## Material for this task
----
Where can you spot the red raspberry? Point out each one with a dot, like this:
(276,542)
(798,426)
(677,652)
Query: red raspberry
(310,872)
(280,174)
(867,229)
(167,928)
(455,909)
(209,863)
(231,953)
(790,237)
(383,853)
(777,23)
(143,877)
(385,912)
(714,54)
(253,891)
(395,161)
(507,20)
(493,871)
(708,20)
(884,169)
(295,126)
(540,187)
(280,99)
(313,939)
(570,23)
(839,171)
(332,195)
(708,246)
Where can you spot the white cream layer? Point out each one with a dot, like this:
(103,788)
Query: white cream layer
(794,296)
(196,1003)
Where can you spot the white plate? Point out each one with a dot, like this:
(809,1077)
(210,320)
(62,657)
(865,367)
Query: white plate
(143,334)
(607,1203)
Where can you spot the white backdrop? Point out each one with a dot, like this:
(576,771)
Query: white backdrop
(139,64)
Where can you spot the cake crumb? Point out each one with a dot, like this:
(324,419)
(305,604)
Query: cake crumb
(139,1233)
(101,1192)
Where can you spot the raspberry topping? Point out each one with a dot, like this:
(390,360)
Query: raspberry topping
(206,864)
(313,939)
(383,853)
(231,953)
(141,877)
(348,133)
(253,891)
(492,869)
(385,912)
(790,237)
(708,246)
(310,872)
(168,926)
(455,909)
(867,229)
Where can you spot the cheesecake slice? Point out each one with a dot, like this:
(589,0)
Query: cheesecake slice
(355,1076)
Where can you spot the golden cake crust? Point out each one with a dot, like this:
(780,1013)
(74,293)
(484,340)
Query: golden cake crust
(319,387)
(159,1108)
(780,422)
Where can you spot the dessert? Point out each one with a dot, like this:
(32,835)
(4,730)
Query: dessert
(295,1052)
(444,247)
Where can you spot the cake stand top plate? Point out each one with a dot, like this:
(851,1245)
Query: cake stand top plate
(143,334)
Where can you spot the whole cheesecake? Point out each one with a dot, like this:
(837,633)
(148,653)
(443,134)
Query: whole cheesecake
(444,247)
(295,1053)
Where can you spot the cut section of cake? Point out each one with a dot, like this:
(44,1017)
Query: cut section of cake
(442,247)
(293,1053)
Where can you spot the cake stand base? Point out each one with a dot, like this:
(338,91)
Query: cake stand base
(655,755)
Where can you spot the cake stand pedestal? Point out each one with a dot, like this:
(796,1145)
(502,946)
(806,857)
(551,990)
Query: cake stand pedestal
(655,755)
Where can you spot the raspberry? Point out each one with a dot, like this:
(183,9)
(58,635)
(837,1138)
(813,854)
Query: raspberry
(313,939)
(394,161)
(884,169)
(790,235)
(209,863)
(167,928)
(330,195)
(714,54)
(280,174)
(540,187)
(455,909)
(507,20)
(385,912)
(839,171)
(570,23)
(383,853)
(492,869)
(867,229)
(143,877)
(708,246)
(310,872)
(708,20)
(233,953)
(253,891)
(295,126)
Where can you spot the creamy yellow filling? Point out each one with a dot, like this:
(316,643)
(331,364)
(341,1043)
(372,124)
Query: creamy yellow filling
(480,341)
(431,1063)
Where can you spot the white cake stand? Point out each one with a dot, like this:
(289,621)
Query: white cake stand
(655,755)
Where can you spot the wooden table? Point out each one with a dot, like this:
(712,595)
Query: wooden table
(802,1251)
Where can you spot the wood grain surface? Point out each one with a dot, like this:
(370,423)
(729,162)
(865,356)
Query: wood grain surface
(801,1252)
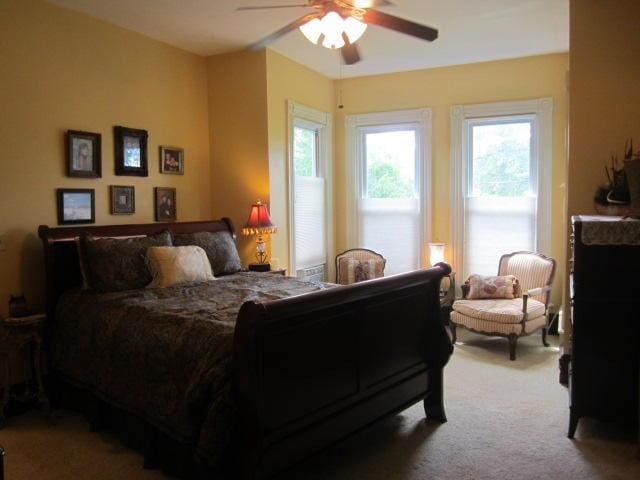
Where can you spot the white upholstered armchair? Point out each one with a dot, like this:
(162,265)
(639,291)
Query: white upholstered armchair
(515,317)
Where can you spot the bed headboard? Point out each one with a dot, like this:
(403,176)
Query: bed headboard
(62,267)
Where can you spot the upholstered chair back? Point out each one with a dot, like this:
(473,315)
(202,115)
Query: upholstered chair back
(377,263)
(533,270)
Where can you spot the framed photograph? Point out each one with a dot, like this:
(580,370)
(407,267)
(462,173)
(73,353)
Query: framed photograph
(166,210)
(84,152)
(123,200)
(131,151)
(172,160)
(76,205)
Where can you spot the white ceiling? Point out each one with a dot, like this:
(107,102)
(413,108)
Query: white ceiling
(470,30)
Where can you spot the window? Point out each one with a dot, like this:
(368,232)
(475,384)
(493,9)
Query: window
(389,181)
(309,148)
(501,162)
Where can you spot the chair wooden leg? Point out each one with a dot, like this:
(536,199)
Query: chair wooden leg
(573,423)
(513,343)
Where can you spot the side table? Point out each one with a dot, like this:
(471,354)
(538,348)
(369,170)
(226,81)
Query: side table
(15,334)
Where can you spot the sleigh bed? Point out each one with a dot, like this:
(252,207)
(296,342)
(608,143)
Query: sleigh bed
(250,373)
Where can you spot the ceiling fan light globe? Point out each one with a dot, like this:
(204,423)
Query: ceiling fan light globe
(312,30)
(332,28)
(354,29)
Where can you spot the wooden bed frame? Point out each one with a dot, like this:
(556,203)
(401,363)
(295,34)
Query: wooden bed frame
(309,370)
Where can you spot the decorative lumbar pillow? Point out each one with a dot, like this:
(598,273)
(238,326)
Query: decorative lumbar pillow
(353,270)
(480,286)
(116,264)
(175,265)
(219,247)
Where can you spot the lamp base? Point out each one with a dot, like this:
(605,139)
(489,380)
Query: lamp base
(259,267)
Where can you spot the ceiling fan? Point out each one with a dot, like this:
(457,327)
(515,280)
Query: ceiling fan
----
## Work instruction
Could you retype the whole listing word for word, minus its pictures?

## Solution to this exercise
Where can you spot the red raspberry? Point out each one with a dot, like this:
(276,542)
(798,426)
(677,652)
Query: red raspberry
(310,872)
(280,174)
(867,229)
(167,928)
(455,909)
(209,863)
(231,953)
(790,237)
(383,853)
(777,23)
(143,877)
(385,912)
(714,54)
(253,891)
(395,161)
(507,20)
(493,871)
(708,20)
(884,169)
(295,126)
(540,187)
(280,99)
(313,939)
(570,23)
(839,171)
(332,195)
(708,246)
Where can you spot the white cream layer? Point out each one with a dot, like this:
(103,788)
Query: white cream layer
(794,296)
(196,1003)
Where can you spot the white plate? Point out each one with a dot, like this:
(809,1077)
(210,320)
(62,657)
(865,367)
Query: white plate
(143,334)
(607,1203)
Where can you spot the white backdrop? Point out each one with a dot, like this:
(576,771)
Query: white backdrop
(139,64)
Where can you spot the cake crumb? Point out each one with a dot, like this:
(324,419)
(305,604)
Query: cake crumb
(139,1233)
(101,1192)
Where can you spot the raspberry topping? Point out each one with a dot, like this:
(390,360)
Query: raspberry topping
(206,864)
(313,939)
(383,853)
(231,953)
(141,877)
(348,133)
(253,891)
(492,869)
(385,912)
(790,237)
(708,246)
(310,872)
(168,926)
(455,909)
(867,229)
Where can you spot the cheesecake slice? Point out each one with a dot, like this:
(589,0)
Query: cheesecake slice
(355,1076)
Where can you spot the golden cake crust? Point out each one with a dot, like this:
(780,1013)
(74,293)
(484,340)
Query: golden cake crust
(319,387)
(159,1108)
(780,422)
Where can you spot the dessert? Point out each one with a dot, like this:
(32,835)
(4,730)
Query: dessert
(295,1052)
(444,247)
Where can you spot the cake stand top plate? Point out each one with a dot, like this:
(851,1245)
Query: cake stand top plate
(143,334)
Where can you spot the whole cheesecake? Point out each one with a dot, like this:
(837,633)
(148,653)
(443,134)
Query: whole cheesecake
(444,247)
(295,1053)
Where can you spot the cut section of cake? Point out each one with a dot, like this:
(44,1017)
Query: cut section of cake
(442,247)
(293,1053)
Where can you spot the cake stand base? Point out each one with a dot, like this:
(338,91)
Query: cake stand base
(655,755)
Where can you spot the cake stand pedestal? Point out each one with a dot, like this:
(796,1145)
(502,946)
(806,857)
(551,990)
Query: cake stand pedestal
(655,755)
Where can you spot the raspberry? Point out each one with a dot, like this:
(183,9)
(58,635)
(837,1138)
(813,854)
Query: raspberry
(313,939)
(394,161)
(884,169)
(790,235)
(209,863)
(167,928)
(330,195)
(714,54)
(280,174)
(540,187)
(455,909)
(507,20)
(385,912)
(839,171)
(570,23)
(383,853)
(492,869)
(867,229)
(143,877)
(708,246)
(310,872)
(708,20)
(233,953)
(253,891)
(295,126)
Where can you spot the creamy yellow filling? Point out each one with a dot, like this:
(316,643)
(331,364)
(341,1043)
(372,124)
Query: creamy yellow filling
(480,341)
(431,1063)
Where can you spot the white cake stand? Point out each one with a dot, like this:
(289,621)
Query: white cake stand
(655,755)
Where can you spot the wooden table? Point out each one with a dot, like this:
(712,595)
Query: wooden table
(802,1251)
Where can you spot the wood grain surface? Point out each one with a dot, like this:
(370,423)
(729,162)
(865,356)
Query: wood grain surface
(801,1252)
Where can you spot the white upholstered armchair? Point out each one with a dot, like this:
(162,265)
(639,291)
Query: white upholstered armchair
(515,317)
Where can you spot the bed headboard? Point out each one with a dot, like this:
(403,176)
Query: bed headboard
(62,267)
Where can you spot the upholstered chair back? Point out each one with a dot, like this:
(473,315)
(202,115)
Query: upholstered chair back
(377,263)
(533,270)
Where can you spot the framed photograph? Point out each one with a dot, like this:
(580,370)
(407,267)
(462,173)
(73,353)
Query: framed photograph
(166,210)
(84,152)
(123,200)
(131,151)
(172,160)
(76,205)
Where can you spot the white ceiling? Point out each one with a dot, like this:
(107,102)
(413,108)
Query: white ceiling
(470,30)
Where can you spot the window? Point out each one with a dot, like this:
(368,232)
(475,384)
(493,9)
Query: window
(389,181)
(309,148)
(501,162)
Where can you spot the chair wooden leg? Point out each one with a dot, like this:
(536,199)
Query: chair wooden leg
(573,423)
(513,343)
Where can you spot the side table? Point out each one with a dot, like this:
(471,354)
(538,348)
(369,170)
(226,81)
Query: side table
(15,334)
Where can you spot the sleigh bed? Point out each one with a dot, like this:
(252,207)
(296,342)
(608,143)
Query: sleigh bed
(250,373)
Where can you spot the ceiling fan light globe? Point out each one with a dot, like this:
(204,423)
Query: ceiling fan light globe
(312,30)
(332,28)
(354,29)
Where can you spot the wooden bed frame? Point out each one with a dot, like this:
(556,203)
(401,363)
(295,34)
Query: wooden bed frame
(309,370)
Where can you spot the decorative lumbar pillow? Point out each one with a dot, like this:
(598,273)
(238,326)
Query: decorative lumbar pillow
(353,270)
(480,286)
(116,264)
(175,265)
(219,247)
Where can you spot the lamp base? Point out each one with a dot, like this:
(605,139)
(489,380)
Query: lamp base
(259,267)
Where can you spot the ceiling fan? Point out each one with a dot, like this:
(457,327)
(515,280)
Query: ceiling fan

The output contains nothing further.